- _SET TASK_: Recast the items below as a JSON list of strings, one string per line, leaving out blank lines. Begin at the line that contains "Where can the wet" and stop after the last line of the items.

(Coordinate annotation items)
((
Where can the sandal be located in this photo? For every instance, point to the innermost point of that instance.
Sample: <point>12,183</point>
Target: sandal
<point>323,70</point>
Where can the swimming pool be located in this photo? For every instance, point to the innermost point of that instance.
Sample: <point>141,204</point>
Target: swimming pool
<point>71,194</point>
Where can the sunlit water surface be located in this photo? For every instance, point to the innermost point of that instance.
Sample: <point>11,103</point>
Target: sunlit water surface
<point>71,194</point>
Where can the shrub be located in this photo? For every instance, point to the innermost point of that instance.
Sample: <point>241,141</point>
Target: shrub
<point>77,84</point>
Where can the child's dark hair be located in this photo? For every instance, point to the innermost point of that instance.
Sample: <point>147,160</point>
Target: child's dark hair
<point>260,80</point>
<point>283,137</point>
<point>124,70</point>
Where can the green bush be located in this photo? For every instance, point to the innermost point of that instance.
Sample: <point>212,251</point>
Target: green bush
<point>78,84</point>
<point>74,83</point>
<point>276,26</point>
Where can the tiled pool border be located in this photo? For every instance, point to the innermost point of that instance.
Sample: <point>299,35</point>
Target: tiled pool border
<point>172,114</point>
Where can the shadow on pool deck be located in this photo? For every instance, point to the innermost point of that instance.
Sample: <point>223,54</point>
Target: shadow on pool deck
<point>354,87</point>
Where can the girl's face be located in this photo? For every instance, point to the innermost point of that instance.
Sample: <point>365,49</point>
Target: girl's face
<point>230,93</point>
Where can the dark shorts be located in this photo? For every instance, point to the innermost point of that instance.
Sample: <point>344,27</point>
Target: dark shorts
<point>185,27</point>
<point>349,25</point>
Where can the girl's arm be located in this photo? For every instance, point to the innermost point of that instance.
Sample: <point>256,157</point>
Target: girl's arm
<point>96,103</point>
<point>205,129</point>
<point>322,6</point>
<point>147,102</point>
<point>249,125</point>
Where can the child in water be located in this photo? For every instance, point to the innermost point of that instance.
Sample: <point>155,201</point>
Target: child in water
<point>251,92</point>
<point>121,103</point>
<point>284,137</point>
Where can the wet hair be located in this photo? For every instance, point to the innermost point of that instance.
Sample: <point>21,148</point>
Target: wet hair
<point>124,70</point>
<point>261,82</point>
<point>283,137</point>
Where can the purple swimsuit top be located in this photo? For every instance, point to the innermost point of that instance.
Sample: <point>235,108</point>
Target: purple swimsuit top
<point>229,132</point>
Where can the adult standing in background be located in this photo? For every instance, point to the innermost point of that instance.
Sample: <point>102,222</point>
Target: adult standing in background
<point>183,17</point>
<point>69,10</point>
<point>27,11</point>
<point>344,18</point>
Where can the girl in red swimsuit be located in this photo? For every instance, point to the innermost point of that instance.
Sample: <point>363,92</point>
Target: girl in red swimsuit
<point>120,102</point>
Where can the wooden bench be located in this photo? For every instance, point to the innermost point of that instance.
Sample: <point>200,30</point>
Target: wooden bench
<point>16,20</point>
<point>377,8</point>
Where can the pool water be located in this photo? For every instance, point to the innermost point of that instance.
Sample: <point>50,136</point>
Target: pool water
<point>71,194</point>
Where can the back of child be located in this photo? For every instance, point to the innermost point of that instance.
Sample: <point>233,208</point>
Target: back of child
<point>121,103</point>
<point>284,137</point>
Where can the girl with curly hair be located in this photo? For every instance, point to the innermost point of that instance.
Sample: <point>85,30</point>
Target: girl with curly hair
))
- _FINAL ANSWER_:
[
  "Where can the wet hair be located in this photo? For every instance, point to the innermost point of that instance.",
  "Sample: <point>21,148</point>",
  "Target: wet hair",
  "<point>124,70</point>",
  "<point>261,82</point>",
  "<point>283,137</point>",
  "Where can the purple swimsuit top be located in this photo? For every instance, point to the innermost point of that instance.",
  "Sample: <point>235,108</point>",
  "Target: purple swimsuit top",
  "<point>229,132</point>",
  "Where can the adult standing in background be located in this photo? For every instance, point to the innermost point of that instance.",
  "Sample: <point>102,222</point>",
  "Target: adult standing in background",
  "<point>183,17</point>",
  "<point>69,10</point>",
  "<point>27,11</point>",
  "<point>344,18</point>",
  "Where can the girl in red swimsuit be located in this photo? For every instance, point to the innermost point of that instance.",
  "Sample: <point>363,92</point>",
  "Target: girl in red swimsuit",
  "<point>120,102</point>",
  "Where can the wooden bench be located in this photo? For every instance, point to the innermost point of that instance.",
  "Sample: <point>200,30</point>",
  "Target: wooden bench",
  "<point>16,20</point>",
  "<point>377,8</point>",
  "Where can the pool water be located in this photo? For every instance, point to the innermost point of that instance.",
  "Sample: <point>50,136</point>",
  "Target: pool water",
  "<point>71,194</point>",
  "Where can the back of child be located in this photo? For every instance, point to the innermost point of that instance.",
  "Sample: <point>233,208</point>",
  "Target: back of child",
  "<point>121,103</point>",
  "<point>284,137</point>",
  "Where can the girl with curly hair be located in this photo? For every instance, point to the innermost point of that instance.",
  "Sample: <point>85,30</point>",
  "Target: girl with curly hair"
]